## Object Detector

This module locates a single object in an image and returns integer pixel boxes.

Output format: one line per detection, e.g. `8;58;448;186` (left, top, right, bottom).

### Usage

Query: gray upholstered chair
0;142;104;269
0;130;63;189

____

◆ **EXERCISE**
Print, without any change, the line containing "Output format: one" and each line after it to the end of the material.

◆ **SOLUTION FOR THIS EXERCISE**
Output format: one line per detection, e.g. `8;58;448;186` (left, top, right, bottom).

### Usage

Query: gray upholstered chair
0;142;104;269
0;130;63;189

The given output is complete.